-- Begin Source records --

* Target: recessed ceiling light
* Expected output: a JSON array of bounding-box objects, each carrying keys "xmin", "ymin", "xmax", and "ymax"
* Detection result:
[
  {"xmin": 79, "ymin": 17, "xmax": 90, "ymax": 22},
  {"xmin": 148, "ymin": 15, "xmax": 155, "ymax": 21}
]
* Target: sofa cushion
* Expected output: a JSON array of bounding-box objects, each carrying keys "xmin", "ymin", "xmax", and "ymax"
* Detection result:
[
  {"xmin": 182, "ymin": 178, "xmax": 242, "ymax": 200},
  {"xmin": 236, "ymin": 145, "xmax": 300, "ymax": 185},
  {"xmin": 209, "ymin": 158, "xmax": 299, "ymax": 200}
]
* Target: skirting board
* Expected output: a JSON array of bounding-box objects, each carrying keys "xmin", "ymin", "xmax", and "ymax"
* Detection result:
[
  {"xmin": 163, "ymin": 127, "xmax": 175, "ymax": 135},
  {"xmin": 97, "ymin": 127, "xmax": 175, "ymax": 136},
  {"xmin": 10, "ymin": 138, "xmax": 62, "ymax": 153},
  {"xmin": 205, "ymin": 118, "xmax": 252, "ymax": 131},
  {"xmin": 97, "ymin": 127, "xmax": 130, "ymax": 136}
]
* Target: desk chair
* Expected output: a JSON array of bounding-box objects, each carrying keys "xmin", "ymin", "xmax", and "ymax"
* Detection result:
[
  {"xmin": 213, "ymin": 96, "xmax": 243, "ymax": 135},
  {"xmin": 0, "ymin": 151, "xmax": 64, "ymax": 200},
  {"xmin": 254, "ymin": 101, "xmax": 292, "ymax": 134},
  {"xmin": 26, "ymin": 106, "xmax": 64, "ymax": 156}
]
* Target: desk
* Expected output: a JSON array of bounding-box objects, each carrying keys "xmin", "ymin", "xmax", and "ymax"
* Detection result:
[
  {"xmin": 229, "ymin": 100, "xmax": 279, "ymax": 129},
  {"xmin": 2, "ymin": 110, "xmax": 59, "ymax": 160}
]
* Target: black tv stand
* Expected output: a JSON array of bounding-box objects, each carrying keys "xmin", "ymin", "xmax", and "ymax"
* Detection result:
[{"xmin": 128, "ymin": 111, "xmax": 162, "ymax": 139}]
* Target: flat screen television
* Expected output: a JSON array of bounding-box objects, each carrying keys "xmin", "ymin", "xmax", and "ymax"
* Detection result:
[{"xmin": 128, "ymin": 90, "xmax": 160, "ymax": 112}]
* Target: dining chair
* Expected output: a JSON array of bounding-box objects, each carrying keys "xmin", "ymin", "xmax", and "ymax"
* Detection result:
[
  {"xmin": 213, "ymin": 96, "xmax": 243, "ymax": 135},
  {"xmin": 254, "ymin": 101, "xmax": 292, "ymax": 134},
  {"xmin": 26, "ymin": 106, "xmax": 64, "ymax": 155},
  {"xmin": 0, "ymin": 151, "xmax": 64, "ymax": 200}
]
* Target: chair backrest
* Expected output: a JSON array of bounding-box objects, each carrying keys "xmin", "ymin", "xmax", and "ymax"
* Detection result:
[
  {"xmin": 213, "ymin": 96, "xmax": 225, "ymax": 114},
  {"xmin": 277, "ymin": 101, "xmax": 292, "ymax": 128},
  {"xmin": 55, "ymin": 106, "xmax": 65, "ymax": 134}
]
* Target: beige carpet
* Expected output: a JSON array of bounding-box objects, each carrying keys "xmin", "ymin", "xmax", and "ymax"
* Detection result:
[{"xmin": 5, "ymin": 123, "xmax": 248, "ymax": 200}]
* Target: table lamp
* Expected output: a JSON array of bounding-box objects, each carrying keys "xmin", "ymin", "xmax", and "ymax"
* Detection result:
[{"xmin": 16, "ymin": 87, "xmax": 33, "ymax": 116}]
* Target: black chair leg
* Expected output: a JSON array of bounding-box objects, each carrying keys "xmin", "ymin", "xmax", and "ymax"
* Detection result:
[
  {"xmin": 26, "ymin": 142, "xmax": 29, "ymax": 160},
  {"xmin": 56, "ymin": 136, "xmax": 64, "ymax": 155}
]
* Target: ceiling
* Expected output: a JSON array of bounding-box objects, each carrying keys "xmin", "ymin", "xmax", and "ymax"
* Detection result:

-- End Source records --

■ Required work ■
Count the lines in the data above that contain the word "chair", matching case exactly. Give only the number.

■ Answer for the task ■
4